Using the entries below, quote exactly the span of lines that begins with the line containing "Annotation task — identify one point per instance of the green" and ends with the final line.
━━━ INPUT ━━━
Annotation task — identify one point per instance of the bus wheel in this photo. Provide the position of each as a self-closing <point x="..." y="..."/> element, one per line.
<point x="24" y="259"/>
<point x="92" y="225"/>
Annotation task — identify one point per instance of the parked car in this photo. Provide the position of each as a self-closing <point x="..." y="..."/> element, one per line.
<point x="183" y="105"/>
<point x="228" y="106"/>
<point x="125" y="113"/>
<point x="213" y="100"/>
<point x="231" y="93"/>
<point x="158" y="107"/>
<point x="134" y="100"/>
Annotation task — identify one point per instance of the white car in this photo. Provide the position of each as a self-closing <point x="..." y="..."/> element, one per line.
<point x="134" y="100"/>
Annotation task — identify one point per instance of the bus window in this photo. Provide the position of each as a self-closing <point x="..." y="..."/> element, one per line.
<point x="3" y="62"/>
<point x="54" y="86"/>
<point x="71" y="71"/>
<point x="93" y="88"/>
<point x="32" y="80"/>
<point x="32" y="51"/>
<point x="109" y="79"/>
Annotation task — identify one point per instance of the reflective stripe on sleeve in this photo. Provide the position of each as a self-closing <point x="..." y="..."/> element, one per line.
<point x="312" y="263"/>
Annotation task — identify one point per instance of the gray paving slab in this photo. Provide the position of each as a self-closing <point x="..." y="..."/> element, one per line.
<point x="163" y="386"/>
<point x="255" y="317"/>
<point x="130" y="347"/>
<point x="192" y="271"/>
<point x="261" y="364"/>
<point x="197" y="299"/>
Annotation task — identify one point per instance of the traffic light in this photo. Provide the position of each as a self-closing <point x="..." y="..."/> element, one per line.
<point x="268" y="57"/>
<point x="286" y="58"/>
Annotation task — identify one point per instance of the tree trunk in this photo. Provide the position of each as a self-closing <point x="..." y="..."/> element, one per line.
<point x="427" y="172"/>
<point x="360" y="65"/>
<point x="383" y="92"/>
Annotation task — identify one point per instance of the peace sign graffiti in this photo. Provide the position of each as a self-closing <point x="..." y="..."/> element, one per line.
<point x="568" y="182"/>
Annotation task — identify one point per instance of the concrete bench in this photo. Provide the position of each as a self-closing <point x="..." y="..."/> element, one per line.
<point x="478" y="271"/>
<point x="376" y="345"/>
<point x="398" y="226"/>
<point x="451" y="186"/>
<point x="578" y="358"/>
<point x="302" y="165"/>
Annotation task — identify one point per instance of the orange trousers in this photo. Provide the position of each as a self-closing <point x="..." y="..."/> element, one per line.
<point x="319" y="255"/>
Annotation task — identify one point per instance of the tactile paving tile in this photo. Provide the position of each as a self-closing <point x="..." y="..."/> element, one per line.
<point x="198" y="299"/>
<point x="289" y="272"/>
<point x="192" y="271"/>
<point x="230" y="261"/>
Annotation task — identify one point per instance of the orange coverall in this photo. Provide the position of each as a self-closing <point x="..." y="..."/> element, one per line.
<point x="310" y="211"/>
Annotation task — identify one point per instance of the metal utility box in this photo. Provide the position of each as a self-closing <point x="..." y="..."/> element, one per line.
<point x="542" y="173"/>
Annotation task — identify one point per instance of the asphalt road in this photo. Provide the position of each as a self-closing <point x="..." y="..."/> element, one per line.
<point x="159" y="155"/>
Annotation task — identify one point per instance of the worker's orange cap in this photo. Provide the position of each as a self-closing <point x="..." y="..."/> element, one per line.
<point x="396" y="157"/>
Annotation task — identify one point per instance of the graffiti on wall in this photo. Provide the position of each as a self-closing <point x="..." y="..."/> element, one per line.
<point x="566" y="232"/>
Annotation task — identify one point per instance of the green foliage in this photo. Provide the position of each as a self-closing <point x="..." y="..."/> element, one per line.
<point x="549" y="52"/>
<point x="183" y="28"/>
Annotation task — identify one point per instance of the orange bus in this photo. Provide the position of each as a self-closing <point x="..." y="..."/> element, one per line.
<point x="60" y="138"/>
━━━
▶ _EXERCISE SOLUTION_:
Annotation task — identify one point per instance of the green foliage in this photo. Provide the position of each as a self-closing <point x="..." y="..."/> element, one per line.
<point x="549" y="52"/>
<point x="183" y="28"/>
Annotation task — identify one point per instance of the orange bus in this photo. Provide the position of each as a self-closing <point x="..." y="..."/> element, one per line.
<point x="60" y="138"/>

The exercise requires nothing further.